| WORK TO COMPLETE |
Word for word, copy every line of the data.

| RECORDS SUPPLIED |
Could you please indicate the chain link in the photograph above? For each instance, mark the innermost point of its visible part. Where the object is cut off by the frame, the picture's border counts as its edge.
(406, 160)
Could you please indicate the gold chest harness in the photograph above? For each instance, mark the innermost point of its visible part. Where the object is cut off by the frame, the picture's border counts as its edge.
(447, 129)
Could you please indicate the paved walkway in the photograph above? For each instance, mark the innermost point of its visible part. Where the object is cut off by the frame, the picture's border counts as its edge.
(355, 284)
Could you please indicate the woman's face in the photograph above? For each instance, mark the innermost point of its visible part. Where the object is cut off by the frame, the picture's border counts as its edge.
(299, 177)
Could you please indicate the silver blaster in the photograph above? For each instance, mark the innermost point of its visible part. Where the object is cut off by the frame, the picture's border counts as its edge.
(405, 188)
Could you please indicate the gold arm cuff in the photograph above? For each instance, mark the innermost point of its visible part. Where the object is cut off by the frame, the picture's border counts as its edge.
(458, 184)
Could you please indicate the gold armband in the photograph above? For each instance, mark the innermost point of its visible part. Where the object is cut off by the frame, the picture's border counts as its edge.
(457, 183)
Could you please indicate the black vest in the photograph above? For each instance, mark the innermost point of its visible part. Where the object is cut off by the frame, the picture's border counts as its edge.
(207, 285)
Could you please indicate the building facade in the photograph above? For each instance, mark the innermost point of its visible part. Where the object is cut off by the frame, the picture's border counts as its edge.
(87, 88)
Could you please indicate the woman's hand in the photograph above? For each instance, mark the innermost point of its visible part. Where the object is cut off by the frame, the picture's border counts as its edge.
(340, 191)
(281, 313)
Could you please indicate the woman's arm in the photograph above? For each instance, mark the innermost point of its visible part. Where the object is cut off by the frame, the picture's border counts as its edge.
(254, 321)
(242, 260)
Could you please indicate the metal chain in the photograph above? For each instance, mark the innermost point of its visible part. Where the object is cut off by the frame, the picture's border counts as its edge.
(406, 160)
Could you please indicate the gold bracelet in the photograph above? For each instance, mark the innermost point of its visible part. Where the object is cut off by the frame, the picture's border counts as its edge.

| EXERCISE RESPONSE |
Could you please indicate the chain link in the photograph above? For each instance, mark the innermost point of its visible part. Where the object is cut off by the frame, the picture's border counts as its edge.
(406, 160)
Could you please indicate the gold chest harness in the photograph above? For each instance, mark the innermost point of its visible part. Where the object is cut off by the frame, the picture's border counts as its edge.
(447, 129)
Could you please indicate the paved walkway in the photograph above? For each instance, mark the innermost point of its visible part. Where the object is cut off by the frame, the picture's border counts as its edge.
(355, 284)
Could you please indicate the woman's face in the photograph above? For each instance, mark the innermost point of its visible part. Where the object is cut off by the frame, the picture's border counts as its edge.
(299, 177)
Could you please indicate the silver blaster in the photograph above? For each instance, mark the innermost point of its visible part. Where the object is cut off by the frame, the picture's border counts as its edge.
(405, 188)
Could you please indicate the gold arm cuff in the photograph above? For each instance, mark the innermost point of its visible part. Where the object is cut off by the frame, the picture's border counts as its edge.
(458, 184)
Could you please indicate the gold armband in the photograph above? For each instance, mark the innermost point of its visible part. Where the object is cut off by the frame, the picture's border counts as its edge.
(457, 183)
Could you please indicate the black vest in the photograph above? For each instance, mark the innermost point of its visible part. Where the object is cut off by the frame, the picture's border counts as its edge.
(207, 285)
Could you please indicate the building facade in the photograph above? For each instance, mark the innermost point of its visible part. Where the object is cut off by the frame, the picture's border counts as its edge.
(87, 88)
Could you please indicate the woman's hand in the photograph above? For each instance, mark the innermost point of its visible part. Where the object is cut off by the frame, the picture's border counts as its edge.
(340, 191)
(281, 313)
Could you please indicate the woman's arm in the photograph above? For each instance, mark the innermost point of its visible part. Where the object is cut off by the frame, the picture's border counts as its edge.
(254, 321)
(242, 260)
Could you please indicate the metal chain in the photograph above? For each instance, mark the innermost point of its visible part. Where the object is cut off by the frame, the picture's border counts as its edge.
(406, 160)
Could you please indicate the gold bracelet in the photograph above? For each instance, mark the innermost point of its visible part. Where the object is cut off by the frame, the picture's border counts as its edge.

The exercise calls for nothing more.